Nel brano sull'addio della Rabobank al ciclismo, quale squadra fondò Peter Post alla fine degli anni '80?

### [Brano]
- - -
Scripta manent
Ridateci Raas

di Gian Paolo Porreca

L’addio della Ra­bo­bank al ciclismo pro­fessionistico, al di là delle garanzie di continuare a sostenere protagonisti come Marianne Vos e un mo­vimento giovanile che in Olan­da almeno non cede, è un motivo di attenta riflessione, per chi ha a cuore il ci­clismo. E di profonda ma­linconia, per chi, come noi, ha sem­pre avuto a cuore il ciclismo olandese.
L’addio della Rabobank, 17 anni dopo una storia targata 1996, è molto di più del congedo di una formazione dal budget sontuoso, dalla organizzazione invidiabile, dai co­lori, per essere banali, in­con­fondibili... È invece la resa di una religione di po­polo, come è il ciclismo in Olanda, al co­mandamento del doping ob­bligatorio nel ciclismo di oggi. “Obbli­ga­torio”, sine qua non, o giù di lì.
Va via la Rabobank, vanno via le maglie blù-orange, ed è un effetto domino di ricordi. Na­sce­va sulla scia della No­vell, ’96... Nasceva, meglio, nel sol­co della dicotomia fra Peter Post e Jan Raas che si era realizzata alla fine degli anni ’80, quando Post fondò la Pana­so­nic e Raas, che di Post era stato il poulain, die­de vita alla Kwantum Hal­len...
Nascevano, tutti in ve­rità, non solo tutti e due, dallo stipite della mitica e tanto cara Ti-Raleigh, che nell’83 aveva cessato di esistere.
E che era stata la fucina, o il tempo ortodosso, del ciclismo olandese maggiore. Kuiper, Knetemann, Kar­stens, Zoe­te­melk, Raas, ap­punto, come il più giovane....
- - -
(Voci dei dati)
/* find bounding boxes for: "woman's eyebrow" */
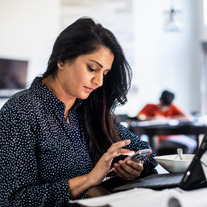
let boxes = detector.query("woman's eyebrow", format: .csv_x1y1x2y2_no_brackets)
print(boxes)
90,60,103,68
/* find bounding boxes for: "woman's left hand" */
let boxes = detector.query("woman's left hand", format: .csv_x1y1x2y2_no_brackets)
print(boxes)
114,159,144,180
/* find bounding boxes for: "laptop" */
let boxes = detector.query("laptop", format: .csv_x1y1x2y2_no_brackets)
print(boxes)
103,134,207,192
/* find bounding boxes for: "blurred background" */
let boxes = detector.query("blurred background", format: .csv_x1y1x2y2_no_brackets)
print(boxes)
0,0,207,117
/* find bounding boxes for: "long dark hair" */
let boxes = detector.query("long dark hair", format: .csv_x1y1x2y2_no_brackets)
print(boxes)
43,18,131,164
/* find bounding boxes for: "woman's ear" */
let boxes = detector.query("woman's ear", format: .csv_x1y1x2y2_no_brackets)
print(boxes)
57,60,64,70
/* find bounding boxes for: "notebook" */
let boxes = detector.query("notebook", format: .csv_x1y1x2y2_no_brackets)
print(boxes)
104,135,207,192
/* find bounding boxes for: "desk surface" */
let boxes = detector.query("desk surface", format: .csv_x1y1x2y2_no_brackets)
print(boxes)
128,120,207,152
128,121,207,136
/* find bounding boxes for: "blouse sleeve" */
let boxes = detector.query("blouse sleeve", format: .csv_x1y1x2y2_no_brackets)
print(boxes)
0,103,84,207
116,121,158,177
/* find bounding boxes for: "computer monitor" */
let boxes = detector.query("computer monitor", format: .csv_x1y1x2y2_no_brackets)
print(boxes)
0,58,28,98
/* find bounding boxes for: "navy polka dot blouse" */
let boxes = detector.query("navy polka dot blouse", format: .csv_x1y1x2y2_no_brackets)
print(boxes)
0,78,157,207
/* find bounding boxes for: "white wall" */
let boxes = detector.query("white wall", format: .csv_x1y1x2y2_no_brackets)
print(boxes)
117,0,202,116
0,0,60,107
0,0,202,116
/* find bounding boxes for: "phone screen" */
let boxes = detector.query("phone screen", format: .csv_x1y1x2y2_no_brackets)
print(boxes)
127,149,151,160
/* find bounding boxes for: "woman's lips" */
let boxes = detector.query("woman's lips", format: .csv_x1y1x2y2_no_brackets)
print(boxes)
84,86,94,93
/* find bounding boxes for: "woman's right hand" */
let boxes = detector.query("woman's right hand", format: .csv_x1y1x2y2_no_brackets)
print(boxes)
87,140,135,186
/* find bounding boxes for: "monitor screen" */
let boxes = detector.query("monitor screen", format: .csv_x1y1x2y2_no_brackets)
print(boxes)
0,58,28,97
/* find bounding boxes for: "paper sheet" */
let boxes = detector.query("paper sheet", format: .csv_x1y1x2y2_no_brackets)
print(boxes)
73,188,207,207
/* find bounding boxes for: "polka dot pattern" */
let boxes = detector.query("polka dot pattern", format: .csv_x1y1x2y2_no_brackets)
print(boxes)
0,78,156,207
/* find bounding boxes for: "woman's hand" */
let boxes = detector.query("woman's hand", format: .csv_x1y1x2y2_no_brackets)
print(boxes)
87,140,134,185
111,160,144,180
114,150,152,180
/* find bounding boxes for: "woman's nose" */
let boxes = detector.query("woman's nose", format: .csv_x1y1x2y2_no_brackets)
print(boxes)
92,72,103,87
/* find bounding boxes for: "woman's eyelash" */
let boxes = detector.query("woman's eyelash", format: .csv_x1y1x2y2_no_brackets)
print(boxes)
88,66,96,72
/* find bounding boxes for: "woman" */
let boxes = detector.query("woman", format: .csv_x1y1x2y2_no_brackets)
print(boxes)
0,18,157,207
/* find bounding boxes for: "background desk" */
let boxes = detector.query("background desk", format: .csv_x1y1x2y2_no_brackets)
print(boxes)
128,121,207,148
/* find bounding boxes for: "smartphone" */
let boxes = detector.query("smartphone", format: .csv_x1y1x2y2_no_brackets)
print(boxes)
126,149,152,161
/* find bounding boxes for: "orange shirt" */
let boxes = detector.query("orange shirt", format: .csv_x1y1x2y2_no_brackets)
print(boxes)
139,104,183,117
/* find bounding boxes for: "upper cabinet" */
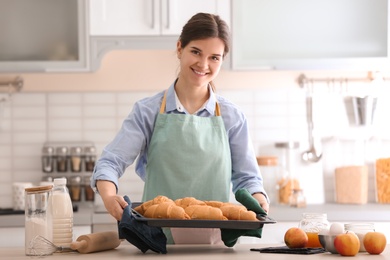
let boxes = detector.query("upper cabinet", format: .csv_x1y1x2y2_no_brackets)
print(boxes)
231,0,390,70
89,0,230,70
90,0,229,36
0,0,89,73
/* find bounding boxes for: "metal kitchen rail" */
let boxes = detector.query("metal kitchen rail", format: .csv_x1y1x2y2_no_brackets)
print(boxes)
0,77,24,94
297,72,390,94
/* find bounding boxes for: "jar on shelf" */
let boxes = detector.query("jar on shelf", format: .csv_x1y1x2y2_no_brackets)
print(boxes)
299,213,330,247
56,146,68,172
256,156,280,203
69,176,81,202
83,176,95,201
70,146,81,172
290,189,306,208
42,146,54,173
344,223,375,252
25,185,53,257
84,146,96,172
275,142,301,205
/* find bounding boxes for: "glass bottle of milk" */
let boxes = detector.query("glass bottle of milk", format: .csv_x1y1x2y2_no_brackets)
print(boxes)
51,178,73,247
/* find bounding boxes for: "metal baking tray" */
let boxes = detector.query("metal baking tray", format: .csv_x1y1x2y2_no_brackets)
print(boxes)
132,209,276,230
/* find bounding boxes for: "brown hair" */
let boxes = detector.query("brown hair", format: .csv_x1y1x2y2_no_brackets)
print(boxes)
179,13,230,56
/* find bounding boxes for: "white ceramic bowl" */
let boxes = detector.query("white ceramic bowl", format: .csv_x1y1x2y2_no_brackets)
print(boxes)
318,235,338,254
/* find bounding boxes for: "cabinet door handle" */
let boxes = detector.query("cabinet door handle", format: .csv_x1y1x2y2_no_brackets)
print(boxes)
150,0,155,29
166,0,171,29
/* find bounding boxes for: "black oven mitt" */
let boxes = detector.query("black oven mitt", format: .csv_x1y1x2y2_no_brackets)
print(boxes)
221,189,267,247
250,246,326,255
118,196,167,254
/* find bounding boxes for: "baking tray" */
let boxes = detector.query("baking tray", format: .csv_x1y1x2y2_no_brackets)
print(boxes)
132,209,276,230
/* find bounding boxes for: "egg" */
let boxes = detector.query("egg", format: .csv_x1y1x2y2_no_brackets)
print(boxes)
318,228,329,236
329,222,345,236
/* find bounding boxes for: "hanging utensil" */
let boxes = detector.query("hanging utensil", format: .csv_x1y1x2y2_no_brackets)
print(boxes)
302,81,322,163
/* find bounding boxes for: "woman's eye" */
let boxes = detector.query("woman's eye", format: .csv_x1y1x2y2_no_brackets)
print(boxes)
211,56,219,61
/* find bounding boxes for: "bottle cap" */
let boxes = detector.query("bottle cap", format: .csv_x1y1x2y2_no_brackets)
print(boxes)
256,156,278,166
53,178,66,185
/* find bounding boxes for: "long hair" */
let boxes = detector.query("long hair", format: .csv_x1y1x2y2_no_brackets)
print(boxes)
179,13,230,91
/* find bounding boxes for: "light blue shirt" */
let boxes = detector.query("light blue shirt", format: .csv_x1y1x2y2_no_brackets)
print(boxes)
91,83,266,198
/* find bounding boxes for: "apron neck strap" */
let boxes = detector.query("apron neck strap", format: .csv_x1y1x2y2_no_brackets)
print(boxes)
160,90,221,116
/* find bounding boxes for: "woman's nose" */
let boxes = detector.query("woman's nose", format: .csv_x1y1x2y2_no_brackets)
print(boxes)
198,59,208,68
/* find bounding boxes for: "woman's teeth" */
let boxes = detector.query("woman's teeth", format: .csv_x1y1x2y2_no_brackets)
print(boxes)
193,70,206,76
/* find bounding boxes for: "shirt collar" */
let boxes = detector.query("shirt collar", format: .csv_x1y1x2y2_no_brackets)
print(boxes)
165,82,217,115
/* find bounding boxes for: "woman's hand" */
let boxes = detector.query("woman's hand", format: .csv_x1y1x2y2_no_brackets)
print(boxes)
252,193,269,213
96,180,128,221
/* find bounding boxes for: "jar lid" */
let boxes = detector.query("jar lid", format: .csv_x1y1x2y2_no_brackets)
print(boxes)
42,146,54,155
24,185,53,192
256,156,278,166
56,146,68,155
275,142,299,149
53,177,67,185
84,146,96,155
70,146,81,155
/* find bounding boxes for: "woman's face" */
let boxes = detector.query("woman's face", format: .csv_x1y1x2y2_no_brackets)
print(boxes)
177,38,225,87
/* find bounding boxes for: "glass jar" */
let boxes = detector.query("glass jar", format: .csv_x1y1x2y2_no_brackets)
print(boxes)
290,189,306,208
84,146,96,172
70,146,81,172
275,142,301,205
299,213,330,247
56,146,68,172
69,176,81,202
83,176,95,201
42,146,54,173
256,156,279,203
25,185,53,256
344,223,375,252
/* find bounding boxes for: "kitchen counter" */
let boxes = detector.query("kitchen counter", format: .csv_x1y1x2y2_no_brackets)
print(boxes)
0,203,390,228
0,242,390,260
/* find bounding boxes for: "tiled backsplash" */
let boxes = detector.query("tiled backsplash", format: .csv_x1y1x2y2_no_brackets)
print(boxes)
0,87,390,208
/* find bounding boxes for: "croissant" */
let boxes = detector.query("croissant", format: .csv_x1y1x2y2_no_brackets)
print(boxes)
134,195,174,215
205,200,225,208
185,205,227,220
220,205,258,221
144,201,190,219
175,197,206,209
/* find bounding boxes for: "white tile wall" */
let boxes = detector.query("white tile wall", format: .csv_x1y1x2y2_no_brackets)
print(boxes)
0,87,390,208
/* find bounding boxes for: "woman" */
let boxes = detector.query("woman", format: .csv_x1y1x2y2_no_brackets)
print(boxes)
92,13,269,244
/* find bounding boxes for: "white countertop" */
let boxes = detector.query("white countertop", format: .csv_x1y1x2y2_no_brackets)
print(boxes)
0,242,390,260
0,203,390,228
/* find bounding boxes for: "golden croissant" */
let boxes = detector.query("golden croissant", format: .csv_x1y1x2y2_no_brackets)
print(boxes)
175,197,206,209
134,195,174,215
220,205,258,220
144,202,190,219
185,205,227,220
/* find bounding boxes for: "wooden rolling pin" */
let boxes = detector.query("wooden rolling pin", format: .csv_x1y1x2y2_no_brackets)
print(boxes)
70,231,121,254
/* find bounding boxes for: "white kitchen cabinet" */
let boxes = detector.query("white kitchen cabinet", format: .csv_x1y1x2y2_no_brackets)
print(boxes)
0,225,92,247
89,0,230,70
90,0,230,36
0,0,89,73
231,0,390,70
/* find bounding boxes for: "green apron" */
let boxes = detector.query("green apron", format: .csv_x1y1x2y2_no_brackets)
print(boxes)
143,93,232,244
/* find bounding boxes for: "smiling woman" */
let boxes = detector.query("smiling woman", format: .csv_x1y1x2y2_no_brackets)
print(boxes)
91,13,269,250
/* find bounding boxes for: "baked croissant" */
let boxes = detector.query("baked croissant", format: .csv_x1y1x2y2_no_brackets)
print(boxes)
134,195,174,215
185,205,227,220
220,205,258,221
143,201,190,219
205,200,225,208
175,197,206,209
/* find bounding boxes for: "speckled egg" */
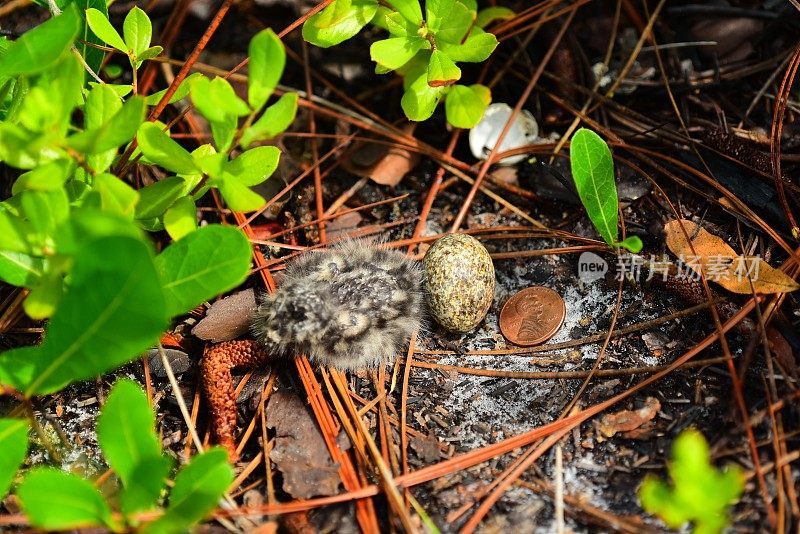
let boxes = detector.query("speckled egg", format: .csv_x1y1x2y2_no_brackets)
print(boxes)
423,234,495,332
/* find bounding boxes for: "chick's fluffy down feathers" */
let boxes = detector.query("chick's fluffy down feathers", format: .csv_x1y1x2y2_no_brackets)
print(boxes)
252,241,423,370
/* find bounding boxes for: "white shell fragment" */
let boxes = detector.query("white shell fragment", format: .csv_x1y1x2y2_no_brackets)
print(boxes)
469,102,539,165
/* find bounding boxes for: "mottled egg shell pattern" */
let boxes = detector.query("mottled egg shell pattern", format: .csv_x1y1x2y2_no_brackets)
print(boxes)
423,234,495,332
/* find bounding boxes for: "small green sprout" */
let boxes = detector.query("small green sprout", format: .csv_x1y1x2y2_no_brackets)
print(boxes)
5,379,233,534
303,0,514,128
569,128,642,253
639,430,744,534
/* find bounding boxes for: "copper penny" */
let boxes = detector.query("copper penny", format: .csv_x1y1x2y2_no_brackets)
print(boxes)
500,286,567,346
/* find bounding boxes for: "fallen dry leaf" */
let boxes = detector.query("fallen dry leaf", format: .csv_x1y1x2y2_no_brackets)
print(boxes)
192,289,257,343
767,326,797,379
267,390,340,499
597,397,661,438
664,219,800,295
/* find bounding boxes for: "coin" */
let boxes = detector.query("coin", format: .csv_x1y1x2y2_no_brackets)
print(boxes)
500,286,567,346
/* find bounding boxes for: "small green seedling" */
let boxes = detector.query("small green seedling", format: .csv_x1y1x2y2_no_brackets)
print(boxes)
303,0,514,128
639,430,744,534
569,128,642,253
0,380,233,534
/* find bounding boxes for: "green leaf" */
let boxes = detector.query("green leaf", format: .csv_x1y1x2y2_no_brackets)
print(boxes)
0,6,81,76
86,8,128,55
425,0,472,44
83,83,122,130
428,50,463,87
252,28,286,110
475,6,516,28
0,122,44,169
144,447,233,534
144,72,205,106
614,235,644,254
22,270,64,320
303,0,378,48
155,224,251,317
17,467,116,530
93,172,139,219
89,81,133,99
73,0,108,73
241,93,297,148
164,195,197,241
190,77,250,122
210,115,239,153
0,205,33,253
213,175,266,212
120,456,172,515
224,146,281,186
0,250,47,288
458,0,478,13
400,70,446,121
369,35,430,70
97,379,170,514
136,46,164,65
0,419,28,499
11,159,74,195
135,176,185,219
389,0,422,26
136,122,200,174
444,85,488,128
439,30,497,63
67,93,146,154
0,236,167,397
639,430,744,533
20,189,69,239
569,128,618,245
122,6,152,59
97,379,161,485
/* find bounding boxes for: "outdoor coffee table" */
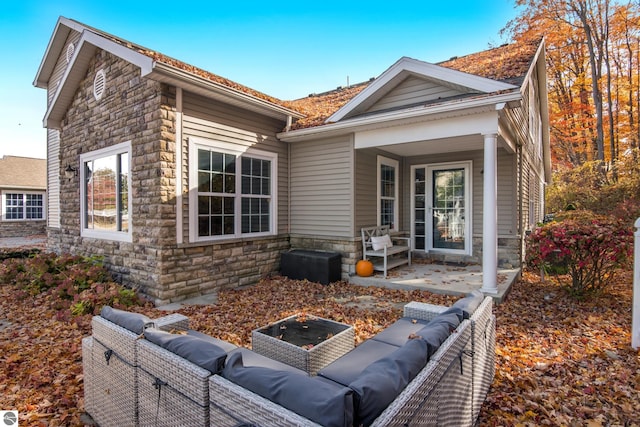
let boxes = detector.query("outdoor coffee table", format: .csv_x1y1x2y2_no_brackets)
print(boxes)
251,314,354,375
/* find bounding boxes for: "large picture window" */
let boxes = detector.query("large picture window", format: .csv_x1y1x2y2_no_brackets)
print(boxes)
80,142,131,241
190,141,277,241
2,192,45,221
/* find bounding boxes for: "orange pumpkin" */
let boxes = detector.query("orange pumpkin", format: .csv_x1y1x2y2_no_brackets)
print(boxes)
356,259,373,277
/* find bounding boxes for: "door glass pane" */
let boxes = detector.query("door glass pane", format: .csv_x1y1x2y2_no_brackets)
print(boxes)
432,168,466,250
413,168,426,250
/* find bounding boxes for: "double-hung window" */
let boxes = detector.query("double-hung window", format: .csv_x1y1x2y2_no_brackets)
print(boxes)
378,156,398,230
189,139,277,241
2,192,45,221
80,142,131,242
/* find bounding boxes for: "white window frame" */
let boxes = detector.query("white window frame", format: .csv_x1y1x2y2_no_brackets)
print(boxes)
79,141,133,242
2,189,47,222
376,156,400,231
189,137,278,242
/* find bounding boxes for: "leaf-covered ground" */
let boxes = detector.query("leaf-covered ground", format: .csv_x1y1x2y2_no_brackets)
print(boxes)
0,272,640,426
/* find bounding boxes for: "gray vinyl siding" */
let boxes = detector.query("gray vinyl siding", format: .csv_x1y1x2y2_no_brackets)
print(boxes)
47,129,64,228
291,135,354,237
182,92,289,240
47,31,80,228
403,149,517,236
368,76,462,112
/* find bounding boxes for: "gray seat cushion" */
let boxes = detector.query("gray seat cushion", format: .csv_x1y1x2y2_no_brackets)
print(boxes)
100,305,153,334
144,329,227,374
371,317,429,347
222,352,353,427
452,289,484,319
318,340,398,386
349,338,427,426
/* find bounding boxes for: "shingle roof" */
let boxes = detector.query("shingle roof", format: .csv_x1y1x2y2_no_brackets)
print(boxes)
0,156,47,190
67,20,298,113
284,43,538,129
66,21,538,129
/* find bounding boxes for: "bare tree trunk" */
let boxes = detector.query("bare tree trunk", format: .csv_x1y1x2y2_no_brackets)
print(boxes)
569,0,609,161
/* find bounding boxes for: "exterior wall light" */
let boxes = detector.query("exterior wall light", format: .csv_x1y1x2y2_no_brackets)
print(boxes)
64,165,78,179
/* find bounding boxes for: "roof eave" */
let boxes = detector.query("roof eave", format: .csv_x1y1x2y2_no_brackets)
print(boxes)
152,62,305,121
277,91,522,142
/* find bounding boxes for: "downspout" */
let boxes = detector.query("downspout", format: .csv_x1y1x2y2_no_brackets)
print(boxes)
175,87,184,244
516,140,529,264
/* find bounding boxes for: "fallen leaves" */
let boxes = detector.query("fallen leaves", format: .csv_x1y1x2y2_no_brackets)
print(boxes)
0,266,640,426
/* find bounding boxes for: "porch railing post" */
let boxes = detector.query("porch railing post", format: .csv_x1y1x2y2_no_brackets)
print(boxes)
631,218,640,350
480,133,498,294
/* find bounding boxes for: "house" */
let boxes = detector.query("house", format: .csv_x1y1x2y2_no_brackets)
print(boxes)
34,17,550,303
0,156,47,237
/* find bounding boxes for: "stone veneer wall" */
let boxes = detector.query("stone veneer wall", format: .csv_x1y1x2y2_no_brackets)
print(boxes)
48,51,296,304
53,50,175,304
0,220,47,237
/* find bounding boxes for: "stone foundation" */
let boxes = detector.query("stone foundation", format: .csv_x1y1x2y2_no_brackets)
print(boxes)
0,220,47,237
48,229,289,305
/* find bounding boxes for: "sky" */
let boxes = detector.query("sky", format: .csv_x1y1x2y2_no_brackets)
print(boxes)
0,0,518,158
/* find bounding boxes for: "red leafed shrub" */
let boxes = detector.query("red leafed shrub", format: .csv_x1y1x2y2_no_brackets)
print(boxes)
526,211,633,298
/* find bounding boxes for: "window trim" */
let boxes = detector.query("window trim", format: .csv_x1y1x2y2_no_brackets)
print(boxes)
1,189,47,222
376,155,400,231
78,141,133,242
189,137,278,242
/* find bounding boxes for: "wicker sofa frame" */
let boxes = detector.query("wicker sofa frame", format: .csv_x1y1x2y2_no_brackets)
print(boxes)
83,298,495,427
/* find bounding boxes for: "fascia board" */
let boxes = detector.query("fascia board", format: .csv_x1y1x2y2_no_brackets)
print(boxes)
325,57,517,123
276,91,522,142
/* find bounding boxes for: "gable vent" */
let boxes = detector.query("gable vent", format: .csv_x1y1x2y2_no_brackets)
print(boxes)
93,70,106,101
67,43,76,64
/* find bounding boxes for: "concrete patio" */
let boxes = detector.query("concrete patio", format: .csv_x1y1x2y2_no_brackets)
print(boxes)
349,262,520,303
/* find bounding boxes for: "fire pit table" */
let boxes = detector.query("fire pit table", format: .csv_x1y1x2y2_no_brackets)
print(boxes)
251,314,354,376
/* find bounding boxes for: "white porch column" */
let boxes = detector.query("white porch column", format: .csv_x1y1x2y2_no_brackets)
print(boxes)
480,133,498,294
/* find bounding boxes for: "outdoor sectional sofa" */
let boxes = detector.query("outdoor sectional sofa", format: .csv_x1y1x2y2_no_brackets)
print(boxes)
83,293,495,427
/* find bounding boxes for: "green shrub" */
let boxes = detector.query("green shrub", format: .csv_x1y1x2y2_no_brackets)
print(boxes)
526,211,633,297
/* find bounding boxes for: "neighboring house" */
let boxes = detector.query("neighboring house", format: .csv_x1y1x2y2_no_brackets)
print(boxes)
34,18,550,303
0,156,47,237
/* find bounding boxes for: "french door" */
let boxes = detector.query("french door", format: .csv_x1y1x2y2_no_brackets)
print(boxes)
411,162,471,254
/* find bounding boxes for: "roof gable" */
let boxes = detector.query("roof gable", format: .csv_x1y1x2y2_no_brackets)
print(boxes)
33,17,302,128
326,57,517,123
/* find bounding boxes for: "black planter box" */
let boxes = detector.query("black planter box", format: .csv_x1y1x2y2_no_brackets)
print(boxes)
280,249,342,285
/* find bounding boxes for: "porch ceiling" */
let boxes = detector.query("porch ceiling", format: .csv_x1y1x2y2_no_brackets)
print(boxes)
368,135,484,157
358,135,508,157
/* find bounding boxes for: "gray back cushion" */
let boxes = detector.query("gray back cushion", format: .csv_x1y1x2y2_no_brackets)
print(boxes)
100,305,153,334
144,329,227,374
452,290,484,319
371,317,429,347
349,339,427,426
222,352,353,427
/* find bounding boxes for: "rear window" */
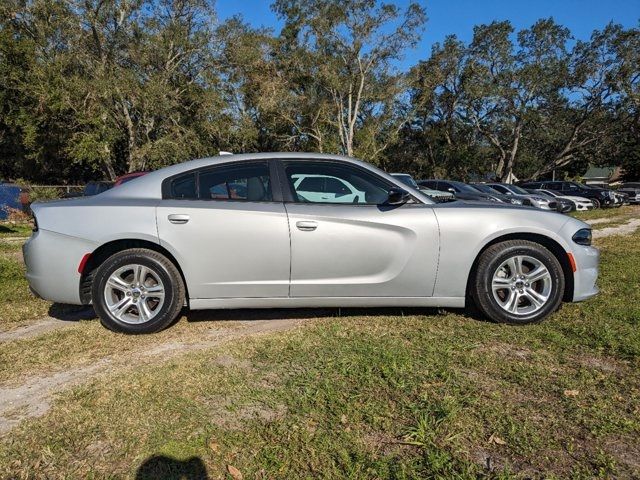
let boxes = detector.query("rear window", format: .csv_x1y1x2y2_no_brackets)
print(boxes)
170,173,198,200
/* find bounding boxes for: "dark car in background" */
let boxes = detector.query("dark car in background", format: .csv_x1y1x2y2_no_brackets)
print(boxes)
418,179,504,203
489,183,558,210
83,182,113,197
618,182,640,205
525,188,578,213
520,180,616,208
469,183,531,206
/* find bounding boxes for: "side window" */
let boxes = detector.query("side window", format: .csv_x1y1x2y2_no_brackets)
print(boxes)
285,161,393,205
170,172,198,200
198,162,272,202
438,182,457,192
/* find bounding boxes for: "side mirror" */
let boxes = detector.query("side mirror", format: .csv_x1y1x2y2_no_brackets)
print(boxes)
387,187,411,205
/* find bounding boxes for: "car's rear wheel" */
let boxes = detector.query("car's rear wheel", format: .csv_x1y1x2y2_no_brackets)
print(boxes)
92,248,185,333
471,240,565,325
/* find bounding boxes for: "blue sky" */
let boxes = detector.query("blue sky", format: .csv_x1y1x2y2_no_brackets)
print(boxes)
216,0,640,68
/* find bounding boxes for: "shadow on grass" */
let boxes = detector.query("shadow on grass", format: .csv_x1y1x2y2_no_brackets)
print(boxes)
48,303,97,322
183,307,487,322
136,455,209,480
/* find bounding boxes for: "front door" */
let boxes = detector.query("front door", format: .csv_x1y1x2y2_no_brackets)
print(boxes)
281,160,439,297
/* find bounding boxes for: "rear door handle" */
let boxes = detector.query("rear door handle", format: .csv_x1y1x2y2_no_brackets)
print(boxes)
296,220,318,232
167,213,189,225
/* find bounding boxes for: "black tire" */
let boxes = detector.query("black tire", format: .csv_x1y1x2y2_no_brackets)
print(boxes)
470,240,565,325
91,248,185,334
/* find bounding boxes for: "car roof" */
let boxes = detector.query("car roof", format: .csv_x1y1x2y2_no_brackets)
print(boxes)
100,152,433,203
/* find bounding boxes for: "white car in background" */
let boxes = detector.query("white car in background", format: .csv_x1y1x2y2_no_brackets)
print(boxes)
292,175,365,203
536,188,595,212
391,173,456,202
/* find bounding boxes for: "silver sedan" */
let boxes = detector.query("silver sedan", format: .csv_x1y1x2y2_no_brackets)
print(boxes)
24,153,598,333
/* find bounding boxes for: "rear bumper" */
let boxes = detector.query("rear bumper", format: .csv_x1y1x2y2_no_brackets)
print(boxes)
22,229,97,305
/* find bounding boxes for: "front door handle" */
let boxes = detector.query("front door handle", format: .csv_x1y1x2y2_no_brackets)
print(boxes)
296,220,318,232
167,213,189,225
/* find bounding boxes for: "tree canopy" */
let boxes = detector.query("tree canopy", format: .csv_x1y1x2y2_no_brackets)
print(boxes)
0,0,640,183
- - -
### [Risultato]
La Panasonic.